Task prompt> Write the records out again exactly, but without pictures.
[[ Exercise input open ]]
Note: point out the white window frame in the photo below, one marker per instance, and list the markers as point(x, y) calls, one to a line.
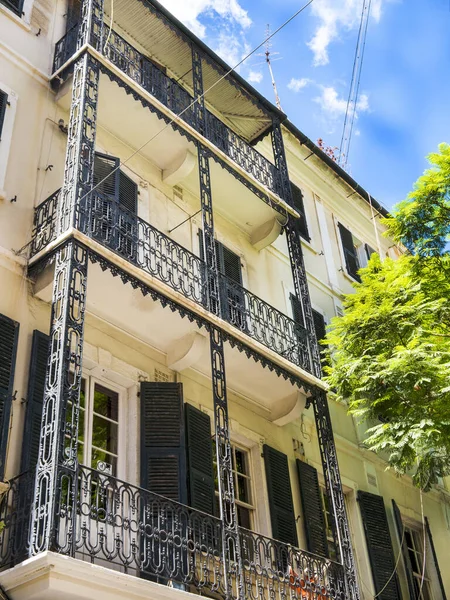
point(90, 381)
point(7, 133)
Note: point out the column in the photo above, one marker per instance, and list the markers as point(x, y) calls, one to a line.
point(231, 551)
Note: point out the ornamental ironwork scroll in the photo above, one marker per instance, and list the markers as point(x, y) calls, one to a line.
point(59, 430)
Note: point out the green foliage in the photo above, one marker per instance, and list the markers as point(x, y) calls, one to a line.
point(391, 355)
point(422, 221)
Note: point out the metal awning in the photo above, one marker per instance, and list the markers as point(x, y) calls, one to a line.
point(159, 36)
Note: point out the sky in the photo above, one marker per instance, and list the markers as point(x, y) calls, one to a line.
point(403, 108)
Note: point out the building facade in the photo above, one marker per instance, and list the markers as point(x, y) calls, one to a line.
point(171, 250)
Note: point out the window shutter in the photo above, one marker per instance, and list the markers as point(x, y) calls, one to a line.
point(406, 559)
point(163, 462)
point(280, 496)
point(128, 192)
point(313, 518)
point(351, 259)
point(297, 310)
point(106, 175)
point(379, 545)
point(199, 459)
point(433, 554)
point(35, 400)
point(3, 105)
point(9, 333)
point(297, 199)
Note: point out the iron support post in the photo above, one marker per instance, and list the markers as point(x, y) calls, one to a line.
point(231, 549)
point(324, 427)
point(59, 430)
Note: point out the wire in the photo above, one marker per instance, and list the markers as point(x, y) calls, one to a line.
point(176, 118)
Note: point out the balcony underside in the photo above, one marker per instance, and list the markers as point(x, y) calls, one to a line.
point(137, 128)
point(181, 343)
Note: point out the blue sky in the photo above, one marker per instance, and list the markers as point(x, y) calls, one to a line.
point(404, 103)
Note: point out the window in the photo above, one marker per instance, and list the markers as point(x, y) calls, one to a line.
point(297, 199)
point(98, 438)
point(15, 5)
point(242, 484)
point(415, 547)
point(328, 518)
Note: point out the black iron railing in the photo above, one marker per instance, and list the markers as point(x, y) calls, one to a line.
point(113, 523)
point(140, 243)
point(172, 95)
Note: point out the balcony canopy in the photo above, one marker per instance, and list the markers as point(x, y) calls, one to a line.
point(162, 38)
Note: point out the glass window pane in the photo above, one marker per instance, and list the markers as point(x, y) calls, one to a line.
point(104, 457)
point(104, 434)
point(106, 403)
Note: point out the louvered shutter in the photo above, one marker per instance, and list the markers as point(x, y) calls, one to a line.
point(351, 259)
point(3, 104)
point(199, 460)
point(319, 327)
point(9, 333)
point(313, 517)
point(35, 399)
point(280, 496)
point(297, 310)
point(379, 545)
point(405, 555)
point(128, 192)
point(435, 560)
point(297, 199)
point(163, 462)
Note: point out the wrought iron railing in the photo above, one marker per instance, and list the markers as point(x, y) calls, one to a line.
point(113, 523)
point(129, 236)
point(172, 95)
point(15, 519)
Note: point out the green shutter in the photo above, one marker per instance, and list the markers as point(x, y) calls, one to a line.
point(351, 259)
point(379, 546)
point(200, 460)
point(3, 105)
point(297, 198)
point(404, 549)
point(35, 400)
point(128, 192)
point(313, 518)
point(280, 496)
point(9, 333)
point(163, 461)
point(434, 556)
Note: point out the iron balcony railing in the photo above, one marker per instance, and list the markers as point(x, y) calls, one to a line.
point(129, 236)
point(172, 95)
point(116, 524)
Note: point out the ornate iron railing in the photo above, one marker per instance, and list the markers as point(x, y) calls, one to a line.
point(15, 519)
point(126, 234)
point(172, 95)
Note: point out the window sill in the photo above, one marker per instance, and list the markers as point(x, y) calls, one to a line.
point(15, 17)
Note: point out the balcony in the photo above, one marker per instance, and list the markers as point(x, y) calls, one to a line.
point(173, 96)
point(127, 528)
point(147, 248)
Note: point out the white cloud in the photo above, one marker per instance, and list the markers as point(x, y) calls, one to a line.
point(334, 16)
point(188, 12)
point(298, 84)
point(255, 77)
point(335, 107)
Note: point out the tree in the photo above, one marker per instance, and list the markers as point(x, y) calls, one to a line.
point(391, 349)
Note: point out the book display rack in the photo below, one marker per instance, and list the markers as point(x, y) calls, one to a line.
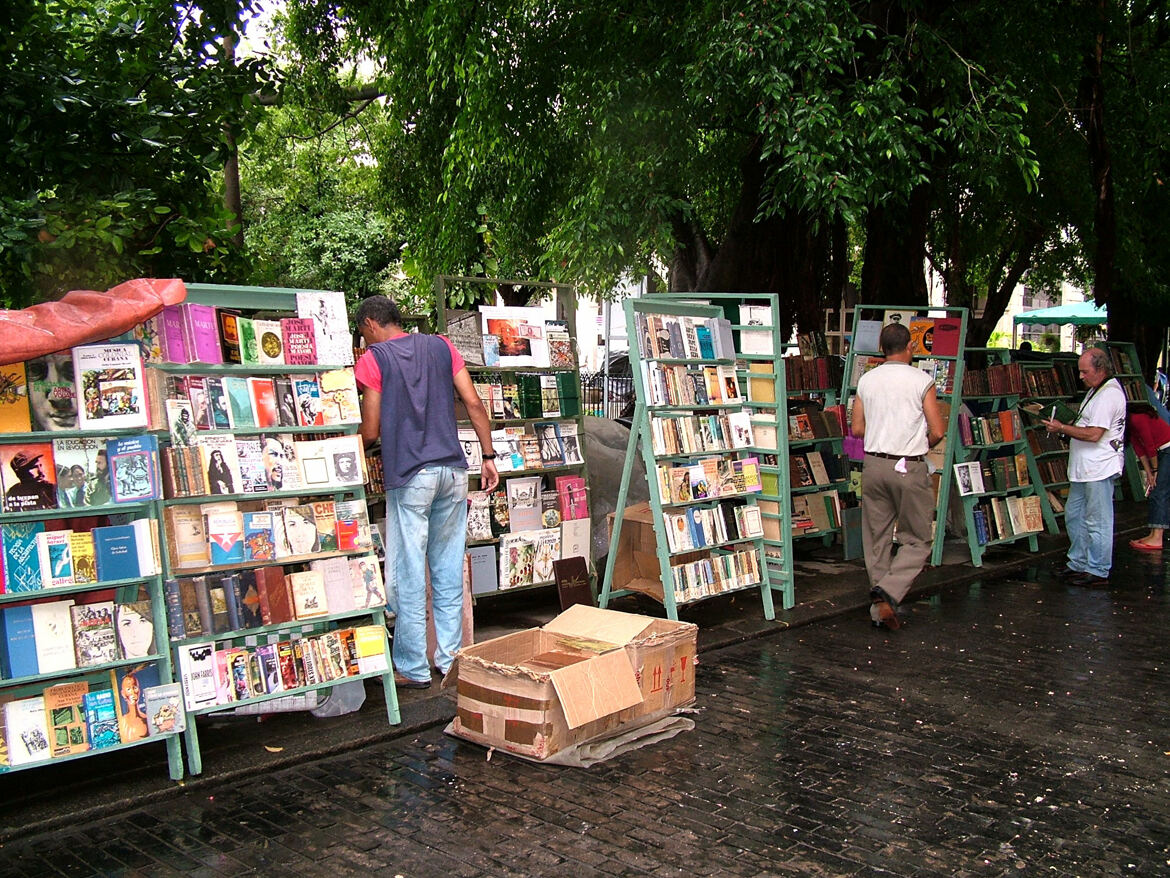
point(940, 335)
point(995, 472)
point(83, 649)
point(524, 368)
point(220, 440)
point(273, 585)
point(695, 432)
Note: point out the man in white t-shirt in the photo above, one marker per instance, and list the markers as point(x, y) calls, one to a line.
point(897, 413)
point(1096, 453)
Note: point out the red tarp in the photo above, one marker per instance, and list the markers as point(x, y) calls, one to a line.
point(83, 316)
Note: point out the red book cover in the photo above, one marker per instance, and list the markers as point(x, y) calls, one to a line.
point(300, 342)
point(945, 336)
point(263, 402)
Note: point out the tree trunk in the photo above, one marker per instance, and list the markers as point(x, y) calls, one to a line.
[[ Exercise input closed ]]
Response for this exercise>
Note: point out the white window frame in the photo below, one marker per instance, and list the markers as point(x, y) calls, one to a line.
point(90, 381)
point(7, 133)
Note: point out the column in the photo above, one marker per instance, and list the markers as point(x, y) calls, one to a line.
point(231, 551)
Note: point out the ornamental ironwork scroll in the photo above, one marker per instance, and list the markers as point(x, y) calls, one to a line.
point(59, 430)
Note: point out the green foliage in the photo above, one marker per instance, and list the markers as point(x, y) calls, one to a line.
point(391, 355)
point(422, 221)
Note: point out the metal awning in the photo above, one marker per instance, and list the markers as point(x, y) calls, one to a line.
point(159, 36)
Note: point out the sky in the photo above, one marker per instance, and list the markers as point(x, y) calls, one to a line.
point(403, 108)
Note: point out the building facade in the photo above, one marker per instance, and list the markers as point(x, y) calls, one to a line.
point(171, 250)
Note: point out the window shutter in the photo above, one marker per instance, and list the markers as point(x, y) calls, one to a line.
point(406, 559)
point(163, 462)
point(280, 496)
point(128, 192)
point(313, 518)
point(351, 259)
point(297, 310)
point(106, 175)
point(379, 545)
point(199, 459)
point(433, 554)
point(35, 400)
point(3, 105)
point(9, 333)
point(297, 199)
Note: point out the iron support post in the photo above, one marker per instance, and list the markers as point(x, y) calls, one to a line.
point(231, 549)
point(324, 427)
point(59, 430)
Note: point out the wire in the photo above, one marker per instance, and list the markers as point(x, y) calls, one to a line.
point(176, 118)
Note: point out the balcony underside in the photo above, one marker per instance, and list the markers as point(x, y) calls, one to a line.
point(137, 128)
point(181, 343)
Note: point out the blue sky in the photo above, one marker per instance, and list the markers as point(x, y) calls, one to a line.
point(404, 103)
Note: point out the window in the photo above, one marker per instance, and list the markers as point(x, y) calls, one to a line.
point(297, 199)
point(98, 438)
point(15, 5)
point(242, 484)
point(415, 547)
point(328, 518)
Note: point out the black iron railing in the photo above, one marker per instance, and list the markers as point(x, y) calls, one to a line.
point(113, 523)
point(140, 243)
point(172, 95)
Note: point out the balcony canopy in the photo above, one marker per instance, and list the markers as point(x, y) calls, one to a line.
point(162, 38)
Note: point out the glass window pane in the photo above, one marker per instance, and list the markers as point(x, y) calls, one to a line.
point(104, 457)
point(104, 434)
point(106, 403)
Note: point out the louvered shutter in the photo above, one marker per instance, and list the markers as point(x, y) calls, one to a line.
point(351, 259)
point(3, 104)
point(199, 460)
point(319, 327)
point(9, 333)
point(313, 517)
point(35, 399)
point(280, 496)
point(297, 310)
point(379, 545)
point(405, 555)
point(128, 192)
point(435, 560)
point(297, 199)
point(163, 462)
Note: point out the wrought iron railing in the photo above, one marker per instance, and list the markers as point(x, y) calls, one to a line.
point(113, 523)
point(129, 236)
point(172, 95)
point(15, 519)
Note: point out the green shutter in the photo above, one marker per instance, and list the markers as point(x, y) calls, one to a line.
point(351, 259)
point(379, 546)
point(200, 460)
point(3, 105)
point(297, 198)
point(404, 549)
point(35, 400)
point(128, 192)
point(313, 518)
point(280, 496)
point(9, 333)
point(163, 461)
point(434, 556)
Note: point out the iron balcony railing in the photo above, one marker per instance, and list the markers as point(x, y) calls, one to a line.
point(129, 236)
point(172, 95)
point(116, 524)
Note: point out the ornate iron railing in the photo above, one marker per instance, and list the markers as point(x, y) calls, one to a line.
point(15, 519)
point(126, 234)
point(172, 95)
Note: point out the window sill in the photo above, one marker per instance, and list the markers as point(x, y) calls, one to a line.
point(15, 17)
Note: point out the balcony in the photo above, one marker per instance, and list the markers as point(x, y) calls, one to a line.
point(173, 96)
point(127, 528)
point(147, 248)
Note: point out the white cloud in the photo above, one marker per instance, and list the markers as point(x, y) calls, one to a line.
point(334, 16)
point(188, 12)
point(298, 84)
point(255, 77)
point(335, 107)
Note: point out the tree in the photo above, one marker per instance, and list the markers as point(x, y) calls, one to a line.
point(391, 349)
Note: point out the book display rack in the photo below, one marker per instance, and list the markers as point(x, y) calls, one to a line.
point(940, 335)
point(995, 472)
point(83, 649)
point(524, 368)
point(220, 440)
point(273, 585)
point(695, 432)
Note: point out the man in white t-shirt in the photo above, one marker per instance, and list the markers as point(x, y) calls, one to a line.
point(897, 413)
point(1096, 453)
Note: point out the red tarp in the photo above, one marker per instance, and list the markers as point(x, y) calls, one to a line.
point(83, 316)
Note: point out the red book cover in the photo above, one marker per instance, and list the markers as point(x, y) calls, one to a line.
point(300, 342)
point(945, 336)
point(263, 402)
Note: point out the tree trunk in the photo above, one marker per instance, and list the markers as point(x, y) calls, one to a line.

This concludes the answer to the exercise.